(A run of items)
((
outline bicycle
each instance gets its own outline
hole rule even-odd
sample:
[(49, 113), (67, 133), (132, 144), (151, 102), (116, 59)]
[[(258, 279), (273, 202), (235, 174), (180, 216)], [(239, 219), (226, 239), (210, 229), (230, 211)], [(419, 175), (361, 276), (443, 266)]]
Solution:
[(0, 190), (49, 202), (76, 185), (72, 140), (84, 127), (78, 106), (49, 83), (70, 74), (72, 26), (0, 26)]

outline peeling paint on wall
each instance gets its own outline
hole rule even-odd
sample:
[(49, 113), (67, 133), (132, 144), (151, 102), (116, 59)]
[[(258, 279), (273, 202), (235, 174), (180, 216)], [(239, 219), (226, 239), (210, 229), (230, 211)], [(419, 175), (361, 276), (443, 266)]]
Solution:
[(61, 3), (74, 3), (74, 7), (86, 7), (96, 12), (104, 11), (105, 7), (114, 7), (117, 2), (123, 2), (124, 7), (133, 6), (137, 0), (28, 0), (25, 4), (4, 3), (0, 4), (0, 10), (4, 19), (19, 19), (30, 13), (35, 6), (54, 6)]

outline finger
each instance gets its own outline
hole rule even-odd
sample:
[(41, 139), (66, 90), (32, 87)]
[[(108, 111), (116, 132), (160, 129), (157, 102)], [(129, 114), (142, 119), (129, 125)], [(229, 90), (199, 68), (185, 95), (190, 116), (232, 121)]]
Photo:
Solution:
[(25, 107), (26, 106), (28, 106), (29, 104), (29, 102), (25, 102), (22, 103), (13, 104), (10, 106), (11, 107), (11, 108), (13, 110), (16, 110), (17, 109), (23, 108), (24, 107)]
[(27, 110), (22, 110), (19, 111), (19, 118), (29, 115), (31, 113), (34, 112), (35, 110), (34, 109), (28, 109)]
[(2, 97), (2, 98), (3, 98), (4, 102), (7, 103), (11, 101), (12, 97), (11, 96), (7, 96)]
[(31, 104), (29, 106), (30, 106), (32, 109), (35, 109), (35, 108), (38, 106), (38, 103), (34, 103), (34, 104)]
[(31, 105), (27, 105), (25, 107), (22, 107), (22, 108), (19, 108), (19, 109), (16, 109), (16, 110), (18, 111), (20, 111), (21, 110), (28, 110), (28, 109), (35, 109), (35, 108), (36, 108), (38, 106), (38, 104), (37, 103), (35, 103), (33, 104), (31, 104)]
))
Can you reproduce the items, starting at the beginning and ending at the line that contains "(35, 6), (54, 6)]", with "hole rule" renamed to "fill rule" and nothing else changed? Give only those lines.

*TASK OUTPUT*
outline bicycle
each instance gets its own outline
fill rule even-odd
sample:
[(49, 113), (67, 133), (132, 144), (151, 102), (116, 59)]
[[(258, 279), (273, 202), (235, 174), (180, 216)], [(239, 219), (226, 239), (210, 229), (230, 211)], [(419, 175), (361, 276), (443, 266)]]
Solution:
[(0, 190), (49, 202), (76, 185), (72, 140), (84, 127), (78, 106), (49, 83), (70, 74), (72, 26), (0, 26)]

outline peeling paint on wall
each instance gets its own outline
fill rule even-odd
sample:
[(49, 113), (67, 133), (132, 144), (151, 102), (116, 59)]
[[(258, 279), (273, 202), (235, 174), (180, 216)], [(239, 219), (226, 239), (210, 229), (230, 211)], [(419, 175), (361, 276), (443, 266)]]
Solution:
[(61, 3), (74, 3), (74, 7), (86, 7), (96, 12), (104, 11), (105, 7), (114, 7), (117, 2), (123, 2), (124, 7), (133, 6), (137, 0), (28, 0), (25, 4), (4, 3), (0, 4), (0, 10), (4, 19), (19, 19), (30, 13), (35, 6), (54, 6)]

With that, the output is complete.